Consignes:
**1)** Repérez dans les enregistrements chaque ligne qui contient le mot « stem », puis recopiez toutes ces lignes.
**2)** Reprenez le texte sur les pigeons voyageurs et les concours colombophiles à la suite de sa dernière phrase, puis poursuivez-le.

Extrait du texte:
----------

Quoi qu’il en soit, malgré les critiques qu’on peut formuler sur leur organisation, les concours ont rendu et rendent encore un service signalé. C’est grâce à eux que la race des pigeons voyageurs belges a conservé et même développé les qualités acquises dans les générations précédentes. Alors qu’en 1826 quelques colombophiles demandaient à leurs pigeons, comme un véritable tour de force, d’accomplir le trajet de Lyon à Verviers, il n’est pas aujourd’hui de petite société du nord de la France qui n’exécute des lâchers à Bayonne, à Perpignan, sur le littoral méditerranéen ou même en Corse. Nous possédons actuellement dans des colombiers répartis sur toute la superficie du territoire plus de 100 000 pigeons entraînés capables de traverser la France entre le lever et le coucher du soleil ; les colombophiles sont tous groupés en sociétés. Le moment n’est-il pas venu de tirer parti de cette organisation et d’assigner au sport colombophile un but pratique immédiat ? Si nous le voulons, la poste aérienne sera créée demain.

----------

Données de travail:
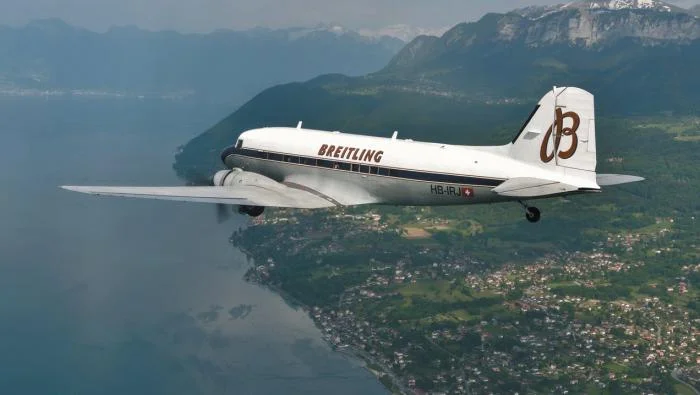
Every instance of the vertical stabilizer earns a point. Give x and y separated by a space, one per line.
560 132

----------

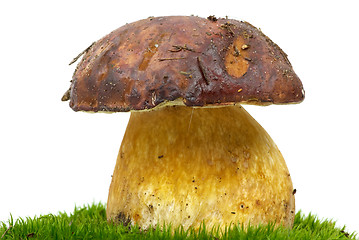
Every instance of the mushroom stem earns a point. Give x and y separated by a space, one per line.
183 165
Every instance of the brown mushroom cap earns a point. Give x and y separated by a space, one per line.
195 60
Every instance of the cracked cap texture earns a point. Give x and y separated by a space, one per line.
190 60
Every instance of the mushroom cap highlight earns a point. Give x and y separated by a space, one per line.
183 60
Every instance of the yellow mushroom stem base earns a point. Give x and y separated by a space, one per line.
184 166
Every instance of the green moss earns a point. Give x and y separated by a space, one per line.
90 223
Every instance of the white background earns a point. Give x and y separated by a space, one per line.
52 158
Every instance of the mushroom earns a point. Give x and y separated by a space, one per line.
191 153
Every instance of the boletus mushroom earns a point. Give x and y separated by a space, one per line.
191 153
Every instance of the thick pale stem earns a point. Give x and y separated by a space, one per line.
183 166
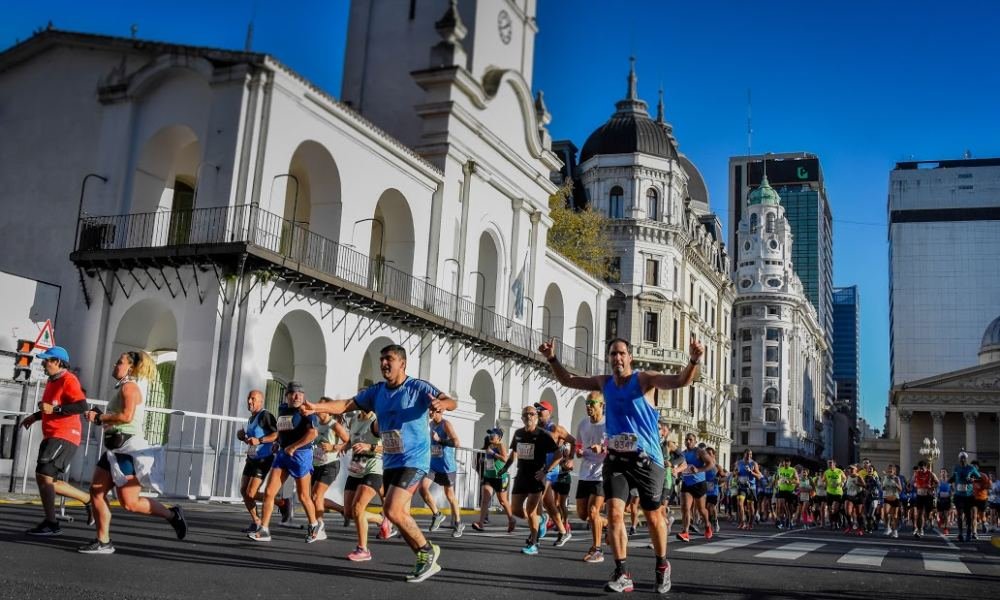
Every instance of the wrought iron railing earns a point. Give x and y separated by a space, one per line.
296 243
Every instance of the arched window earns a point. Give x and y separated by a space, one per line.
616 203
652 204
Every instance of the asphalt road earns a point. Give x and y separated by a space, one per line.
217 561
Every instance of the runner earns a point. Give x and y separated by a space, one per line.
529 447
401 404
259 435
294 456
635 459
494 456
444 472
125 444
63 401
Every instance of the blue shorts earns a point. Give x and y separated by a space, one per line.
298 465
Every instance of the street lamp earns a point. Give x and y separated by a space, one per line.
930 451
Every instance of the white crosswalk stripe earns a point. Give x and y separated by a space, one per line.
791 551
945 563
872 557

----------

Réponses par tâche:
**1)**
Every instance of the mushroom stem earns a point. Give x and y separated by a space, one per line.
Every instance of the yellow mushroom stem base earns a point. Give x and y separated by a space, one per line.
Every instance of the thick pale stem earns a point. Give x and y separated by a space, one per line.

**2)**
III

Nous venons de montrer quels résultats pouvaient obtenir les colombophiles stimulés par le désir de se distinguer dans les concours ; il est juste d’ajouter que quelques-uns d’entre eux, cherchant sans doute à atteindre un but plus pratique, soumettent chaque jour leurs élèves à des épreuves très variées. Ces divers essais ont permis de fixer un certain nombre de points importans à connaître.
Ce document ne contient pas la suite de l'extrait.